Brief
Rewrite the entire listing below, changing every "put a point on" to "place a marker on" and keeping everything else the same. Leave the pictures out of your version.

╭─ Records provided

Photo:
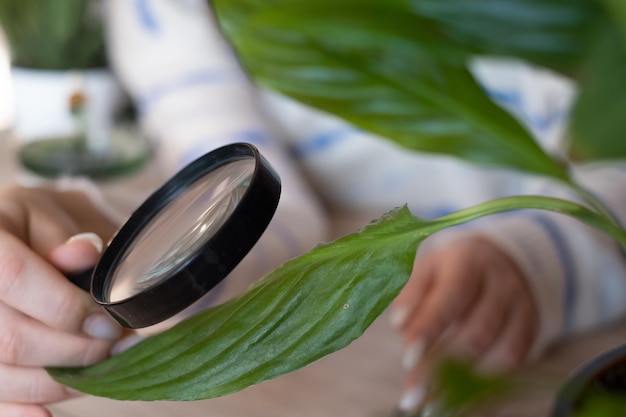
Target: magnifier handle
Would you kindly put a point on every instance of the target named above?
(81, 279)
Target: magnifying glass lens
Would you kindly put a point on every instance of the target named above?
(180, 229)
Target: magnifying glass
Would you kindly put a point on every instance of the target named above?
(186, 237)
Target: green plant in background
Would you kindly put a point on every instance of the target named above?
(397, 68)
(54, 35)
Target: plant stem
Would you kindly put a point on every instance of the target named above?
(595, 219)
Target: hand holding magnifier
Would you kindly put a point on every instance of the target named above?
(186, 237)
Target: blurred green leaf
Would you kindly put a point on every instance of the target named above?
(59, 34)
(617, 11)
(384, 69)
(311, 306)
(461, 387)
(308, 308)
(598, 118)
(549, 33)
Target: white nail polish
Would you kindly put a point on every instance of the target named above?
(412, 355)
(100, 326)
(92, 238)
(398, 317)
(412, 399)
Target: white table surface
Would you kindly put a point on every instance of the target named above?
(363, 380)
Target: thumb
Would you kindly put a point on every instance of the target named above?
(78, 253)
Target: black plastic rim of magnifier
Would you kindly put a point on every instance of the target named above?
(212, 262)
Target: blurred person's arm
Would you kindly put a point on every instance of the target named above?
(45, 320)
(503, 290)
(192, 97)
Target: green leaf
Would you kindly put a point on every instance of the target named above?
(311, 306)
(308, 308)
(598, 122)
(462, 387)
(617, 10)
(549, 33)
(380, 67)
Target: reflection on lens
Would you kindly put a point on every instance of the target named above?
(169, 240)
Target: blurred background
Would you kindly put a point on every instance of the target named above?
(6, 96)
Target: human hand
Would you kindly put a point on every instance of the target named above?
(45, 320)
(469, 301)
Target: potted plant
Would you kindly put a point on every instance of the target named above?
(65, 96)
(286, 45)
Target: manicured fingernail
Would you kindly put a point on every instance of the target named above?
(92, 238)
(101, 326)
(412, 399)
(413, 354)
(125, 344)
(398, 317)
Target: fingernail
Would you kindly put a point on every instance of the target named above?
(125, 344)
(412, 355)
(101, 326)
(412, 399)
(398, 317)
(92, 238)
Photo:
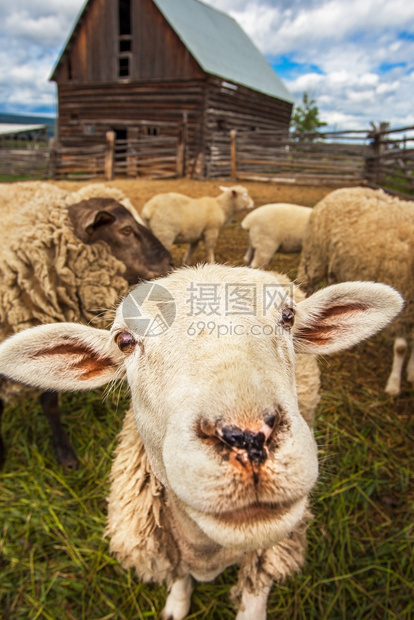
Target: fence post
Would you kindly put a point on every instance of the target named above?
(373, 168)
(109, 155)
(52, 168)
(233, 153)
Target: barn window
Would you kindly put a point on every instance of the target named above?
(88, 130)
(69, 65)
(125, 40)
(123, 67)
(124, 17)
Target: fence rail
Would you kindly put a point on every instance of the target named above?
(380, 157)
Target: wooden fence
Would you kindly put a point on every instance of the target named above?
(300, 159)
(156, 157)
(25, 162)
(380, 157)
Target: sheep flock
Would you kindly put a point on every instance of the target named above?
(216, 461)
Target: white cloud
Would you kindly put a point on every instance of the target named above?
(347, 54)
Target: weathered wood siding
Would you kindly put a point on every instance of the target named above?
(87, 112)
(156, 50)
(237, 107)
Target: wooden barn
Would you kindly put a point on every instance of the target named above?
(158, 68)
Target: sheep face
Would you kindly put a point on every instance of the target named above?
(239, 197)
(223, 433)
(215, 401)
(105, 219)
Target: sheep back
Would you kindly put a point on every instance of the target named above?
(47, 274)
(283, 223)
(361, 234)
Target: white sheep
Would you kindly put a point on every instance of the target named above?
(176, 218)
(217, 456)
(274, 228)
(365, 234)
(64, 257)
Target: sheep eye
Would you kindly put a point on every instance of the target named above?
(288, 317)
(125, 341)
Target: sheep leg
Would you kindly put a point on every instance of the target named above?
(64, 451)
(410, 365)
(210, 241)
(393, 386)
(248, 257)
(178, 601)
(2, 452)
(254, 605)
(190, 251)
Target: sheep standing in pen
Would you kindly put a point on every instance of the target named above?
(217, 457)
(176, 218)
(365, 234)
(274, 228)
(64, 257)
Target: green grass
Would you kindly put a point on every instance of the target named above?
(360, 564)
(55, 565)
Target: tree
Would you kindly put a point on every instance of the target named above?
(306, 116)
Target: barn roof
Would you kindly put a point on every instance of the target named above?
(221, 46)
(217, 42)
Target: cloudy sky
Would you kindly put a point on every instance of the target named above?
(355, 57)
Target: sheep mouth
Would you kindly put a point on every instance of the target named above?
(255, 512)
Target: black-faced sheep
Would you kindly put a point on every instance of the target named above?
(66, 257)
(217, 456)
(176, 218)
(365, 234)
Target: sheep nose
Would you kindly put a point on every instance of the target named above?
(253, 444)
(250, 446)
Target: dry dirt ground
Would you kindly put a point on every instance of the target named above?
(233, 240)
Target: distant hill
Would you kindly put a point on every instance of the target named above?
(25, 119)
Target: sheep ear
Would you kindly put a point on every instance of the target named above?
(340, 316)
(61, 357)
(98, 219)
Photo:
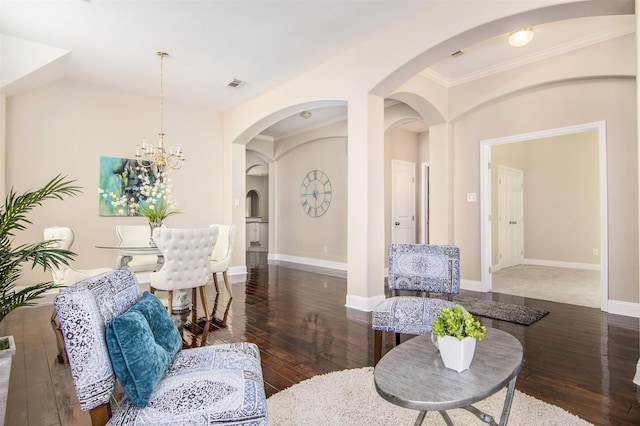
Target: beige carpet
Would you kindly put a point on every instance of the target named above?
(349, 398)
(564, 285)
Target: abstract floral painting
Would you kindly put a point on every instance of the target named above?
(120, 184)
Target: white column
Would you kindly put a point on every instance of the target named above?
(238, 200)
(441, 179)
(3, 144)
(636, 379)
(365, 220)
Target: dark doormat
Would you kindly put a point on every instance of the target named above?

╰─

Reply
Photo:
Target: magnifier handle
Would you kindly place a marker on every instance of the target named above?
(81, 279)
Target: magnifying glass lens
Would you kindly place a marker on every instance of the target named above?
(180, 229)
Target: magnifying glass
Would you kindly place a marker on every instance of the target named above?
(186, 237)
Target: green plant in background
Would you kindly place a marker on every instance of the target named above?
(397, 68)
(54, 35)
Target: plant stem
Would you kindly place a marker on every instance of the target named above?
(595, 219)
Target: hand holding magnifier
Would you kindly place a marker on every instance of the target named above?
(186, 237)
Target: blurred green leaf
Would you kindly place a marker on every instance of the target named above?
(59, 34)
(617, 11)
(384, 69)
(311, 306)
(461, 387)
(308, 308)
(598, 118)
(549, 33)
Target: white nail polish
Would you kindly place a marker on every instance of the target named above?
(412, 355)
(100, 326)
(92, 238)
(398, 317)
(412, 399)
Target: white table surface
Would you kindly place a marker on every instance of the target named above?
(363, 380)
Target: thumb
Would you kindly place a marker on every instance of the target named above?
(78, 253)
Target: black plastic rim of magnifier
Would you kindly place a marker on every instance of the target named above?
(212, 262)
Target: blurred person's arm
Would you kindly place a marker on every instance of the target named above?
(45, 320)
(503, 290)
(192, 97)
Target: green leaf
Would you kindly place a marker on every instance of the target named above?
(311, 306)
(308, 308)
(598, 122)
(462, 387)
(617, 10)
(549, 33)
(380, 67)
Target: reflection on lens
Would you kindly place a marker on every instance of the target named above?
(169, 240)
Target: blurred background
Would you kindly place a marker on every instance of the target named above?
(6, 96)
Target: human hand
Would you kindly place a marker on every instance of the target named above?
(45, 320)
(469, 301)
Target: potted plant
Would you kindly place a marker on every instance of the target named above?
(65, 96)
(286, 45)
Target: manicured fingernail
Would you kindly place a marker on every instance of the target named above?
(92, 238)
(101, 326)
(412, 399)
(413, 354)
(125, 344)
(398, 317)
Target: fingernail
Would you kindly place a marker on every instance of the target named above?
(125, 344)
(412, 355)
(101, 326)
(412, 399)
(398, 317)
(92, 238)
Photo:
Target: fence post
Would you kindly place a marker on every instance of the target named above?
(373, 168)
(109, 155)
(52, 168)
(233, 153)
Target: barn window
Would you kindly place a marker on every instance of the target named above?
(88, 130)
(69, 65)
(125, 40)
(123, 67)
(124, 17)
Target: fence rail
Would you kindly place a marker on every instance of the target named above?
(380, 157)
Target: wooden fence
Would you kindly place a marker on every instance of the target named above?
(300, 159)
(156, 157)
(25, 162)
(380, 157)
Target: sheep flock
Would you kindly place a marker on every instance of the target named above?
(216, 461)
Target: white cloud
Would you kindly place a marker on every instance of the target named above?
(347, 54)
Target: weathered wood siding
Would you kindly place a marker on every instance of the target named above?
(87, 112)
(156, 50)
(237, 107)
Target: wooden barn
Would you kindly place a marker on every instance of the target named above?
(158, 68)
Target: sheep face
Would you kindly place a marker on every instance of the target named above?
(239, 197)
(223, 433)
(215, 401)
(105, 219)
Target: sheep back
Would you kindly place a marker on every instance of the target named above?
(47, 274)
(283, 223)
(361, 234)
Target: white sheep
Would you kindly place a marker on every instance of the target named above?
(176, 218)
(217, 456)
(274, 228)
(365, 234)
(64, 257)
Target: sheep eye
Would you kindly place a marker on every instance of the target named above?
(288, 317)
(125, 341)
Target: sheep leg
Would you kindly place a marker on every instance of the target named above?
(64, 451)
(410, 365)
(210, 241)
(393, 386)
(248, 257)
(178, 601)
(2, 452)
(254, 605)
(190, 251)
Target: sheep standing in pen
Would you kindly place a marker on every instance of the target named above?
(217, 457)
(176, 218)
(365, 234)
(274, 228)
(64, 257)
Target: green grass
Would you kindly place a marker on every instance of the target named above?
(360, 564)
(55, 565)
Target: tree
Would you kindly place a marker on every instance of the target named above?
(306, 116)
Target: barn roof
Would you kindly place a marker on every instance of the target named above?
(221, 46)
(217, 42)
Target: cloudy sky
Would you kindly place a marker on every instance of the target named above?
(355, 57)
Target: sheep mouth
Would you kindly place a marker on every instance of the target named above?
(255, 512)
Target: black-faced sheep
Would you kindly place a marker on every instance of the target named above?
(66, 257)
(217, 456)
(176, 218)
(365, 234)
Target: sheep nose
Would you kindly place a marker on every instance of the target named above?
(253, 444)
(250, 446)
Target: dry dirt ground
Would you kindly place a marker on every instance of the target named above?
(233, 240)
Target: distant hill
Would you kindly place a marker on every instance of the target named above?
(25, 119)
Target: sheep ear
Would you kindly place a marker on every instance of the target named above?
(340, 316)
(61, 357)
(98, 219)
Photo:
Target: beige carpet
Would you kindly place a marker on every instance of the target named above?
(349, 398)
(564, 285)
Target: abstract floral painting
Would you kindly place a marker on every instance of the target named above?
(120, 184)
Target: white column
Would you kindly place a marker on every instance of the target named above?
(238, 200)
(441, 179)
(3, 144)
(636, 379)
(365, 220)
Target: dark doormat
Would you kindly place a marker on every instance of the target named above?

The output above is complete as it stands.